Work to complete: Turn the pointing data lines below into a JSON list of strings, with one string per line and no entries for blank lines. Omit the pictures from your answer.

(Excerpts of pointing data)
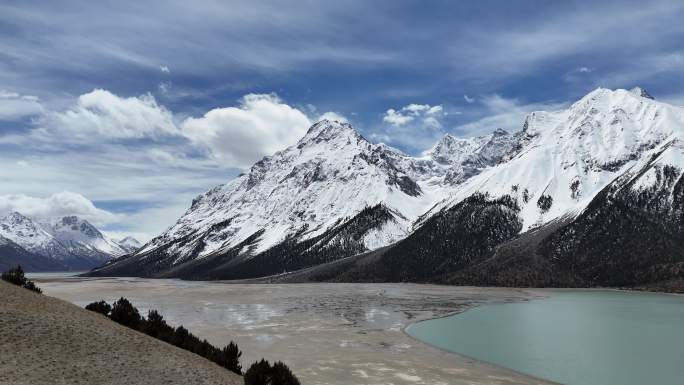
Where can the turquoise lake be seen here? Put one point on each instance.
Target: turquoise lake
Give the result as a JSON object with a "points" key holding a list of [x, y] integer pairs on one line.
{"points": [[573, 337]]}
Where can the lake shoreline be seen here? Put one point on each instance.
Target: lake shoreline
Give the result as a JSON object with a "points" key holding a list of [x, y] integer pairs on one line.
{"points": [[465, 356], [470, 335], [340, 334]]}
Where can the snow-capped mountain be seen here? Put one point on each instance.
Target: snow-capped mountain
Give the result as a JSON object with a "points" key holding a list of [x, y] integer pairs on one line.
{"points": [[72, 242], [564, 158], [335, 195]]}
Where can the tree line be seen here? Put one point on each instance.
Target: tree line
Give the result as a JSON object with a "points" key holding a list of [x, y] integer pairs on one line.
{"points": [[123, 312]]}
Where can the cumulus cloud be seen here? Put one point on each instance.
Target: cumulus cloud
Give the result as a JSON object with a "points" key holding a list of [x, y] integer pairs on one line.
{"points": [[411, 112], [261, 125], [14, 106], [396, 118], [102, 114], [330, 115], [54, 206]]}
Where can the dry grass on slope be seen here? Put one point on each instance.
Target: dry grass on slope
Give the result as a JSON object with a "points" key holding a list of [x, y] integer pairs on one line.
{"points": [[45, 340]]}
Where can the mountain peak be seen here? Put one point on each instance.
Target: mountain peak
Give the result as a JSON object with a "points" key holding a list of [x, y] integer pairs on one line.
{"points": [[326, 130], [76, 224], [641, 92]]}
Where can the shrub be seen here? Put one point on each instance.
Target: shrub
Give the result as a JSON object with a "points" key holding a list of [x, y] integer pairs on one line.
{"points": [[157, 327], [16, 276], [230, 358], [544, 203], [262, 373], [125, 313], [101, 307]]}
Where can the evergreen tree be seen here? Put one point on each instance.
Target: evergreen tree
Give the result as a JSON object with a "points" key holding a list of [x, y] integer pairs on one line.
{"points": [[16, 276], [126, 314], [101, 307], [262, 373]]}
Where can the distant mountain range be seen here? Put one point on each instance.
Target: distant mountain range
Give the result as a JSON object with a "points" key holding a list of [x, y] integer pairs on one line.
{"points": [[67, 243], [587, 196]]}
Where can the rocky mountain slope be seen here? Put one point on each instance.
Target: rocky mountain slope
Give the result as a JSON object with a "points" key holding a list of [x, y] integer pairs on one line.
{"points": [[609, 162], [67, 243]]}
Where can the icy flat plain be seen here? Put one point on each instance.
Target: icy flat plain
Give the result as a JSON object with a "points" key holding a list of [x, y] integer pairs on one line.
{"points": [[327, 333]]}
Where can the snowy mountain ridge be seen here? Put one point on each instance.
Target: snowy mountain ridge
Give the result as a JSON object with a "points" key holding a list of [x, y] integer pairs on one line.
{"points": [[335, 194], [72, 241]]}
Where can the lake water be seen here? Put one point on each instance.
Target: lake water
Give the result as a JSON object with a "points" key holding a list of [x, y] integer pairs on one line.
{"points": [[573, 337]]}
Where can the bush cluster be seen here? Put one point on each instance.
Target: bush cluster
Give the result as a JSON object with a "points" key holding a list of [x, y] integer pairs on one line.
{"points": [[123, 312], [262, 373], [16, 276]]}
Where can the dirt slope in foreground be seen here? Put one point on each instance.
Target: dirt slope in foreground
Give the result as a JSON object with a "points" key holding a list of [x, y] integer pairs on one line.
{"points": [[44, 340]]}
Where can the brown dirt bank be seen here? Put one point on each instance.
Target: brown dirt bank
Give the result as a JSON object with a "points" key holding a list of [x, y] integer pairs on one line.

In response:
[
  "Where can the turquoise lake be seen here? Put one point on each instance.",
  "Target: turquoise lake",
  "Give the result as a JSON object with a \"points\" key holding a list of [x, y] integer pairs on one line.",
  "{\"points\": [[573, 337]]}",
  "Where can the lake shoreline be seen here? Put one point on each instance.",
  "Target: lake shoreline",
  "Give the result as a JSON object with a \"points\" key holding a list of [x, y] integer pairs on one line.",
  "{\"points\": [[465, 356], [470, 335], [340, 334]]}",
  "Where can the snow-capped mountain be seen here? Put one point on each instance.",
  "Target: snow-capped mountain",
  "Give the result as a JSON object with a \"points\" key holding a list of [x, y] integer pairs on one line.",
  "{\"points\": [[72, 242], [564, 158], [335, 195]]}",
  "Where can the tree line be seen here? Put one point on each instance.",
  "Target: tree line",
  "Give the result as a JSON object with a \"points\" key holding a list of [x, y] integer pairs on one line.",
  "{\"points\": [[123, 312]]}",
  "Where can the cumulus cloud be seen here? Put one point on each instance.",
  "Target: cumulus cloud",
  "Give the result as a JSON object with a \"points\" key holding a list of [x, y] integer pairs on one line.",
  "{\"points\": [[411, 112], [261, 125], [14, 106], [396, 118], [102, 114], [330, 115], [54, 206]]}",
  "Where can the dry grass on slope be seen here? Put one point on each instance.",
  "Target: dry grass on slope",
  "Give the result as a JSON object with a \"points\" key holding a list of [x, y] integer pairs on one line.",
  "{\"points\": [[45, 340]]}",
  "Where can the mountain peak be seen here? Put one point on each instance.",
  "Target: mountain peak",
  "Give the result as a JSON object with a \"points\" key holding a list of [x, y] integer pairs on one line.",
  "{\"points\": [[326, 130], [76, 224], [641, 92]]}",
  "Where can the shrub be seen here? Put one point on each instance.",
  "Target: shrub",
  "Give the result as a JSON object with a \"points\" key holding a list of [x, y] integer pairs on one line.",
  "{\"points\": [[157, 327], [16, 276], [230, 358], [544, 203], [262, 373], [125, 313], [101, 307]]}",
  "Where can the evergreen tree be seen here? Put one point on each instance.",
  "Target: evergreen tree",
  "Give the result as a JSON object with a \"points\" key holding a list of [x, y] integer pairs on one line.",
  "{\"points\": [[16, 276], [126, 314], [101, 307], [262, 373]]}",
  "Where can the distant mountain range be seen here? Put one point on each instance.",
  "Target: distant mountain range",
  "Give the result as a JSON object with a \"points\" key holding a list of [x, y] integer pairs on one line.",
  "{\"points\": [[67, 243], [587, 196]]}",
  "Where can the rocky mountain slope be seen here? Put one point on each instance.",
  "Target: rocky mountain slope",
  "Give the result as a JSON object with a \"points\" key holding a list of [x, y] integer pairs on one line.",
  "{\"points\": [[609, 162], [67, 243]]}",
  "Where can the icy flat plain be seen here? Put one point on each instance.",
  "Target: icy flat plain",
  "Give the result as a JSON object with a \"points\" key holding a list of [x, y] integer pairs on one line.",
  "{\"points\": [[327, 333]]}",
  "Where can the snowy mountain ridge be seen here? Put one point on each instance.",
  "Target: snowy mountain ridge",
  "Give the result as a JSON object with a \"points\" key holding a list of [x, y] integer pairs on one line.",
  "{\"points\": [[335, 194], [72, 241]]}",
  "Where can the lake water be seen here? Put one point on each instance.",
  "Target: lake water",
  "Give the result as a JSON object with a \"points\" key holding a list of [x, y] integer pairs on one line.",
  "{\"points\": [[573, 337]]}",
  "Where can the bush cluster be seen here? Put one point on each instance.",
  "Target: bush cluster",
  "Give the result as a JSON object with a \"points\" key holding a list of [x, y] integer pairs on one line.",
  "{\"points\": [[123, 312], [262, 373], [16, 276]]}",
  "Where can the dirt slope in foreground be seen here? Put one point on each instance.",
  "Target: dirt slope in foreground",
  "Give the result as a JSON object with a \"points\" key holding a list of [x, y] integer pairs on one line.",
  "{\"points\": [[44, 340]]}",
  "Where can the brown dirt bank be seen here? Put one point on each instance.",
  "Target: brown dirt bank",
  "Give the result as a JSON object with a \"points\" key holding a list of [x, y] integer pairs on one line."
]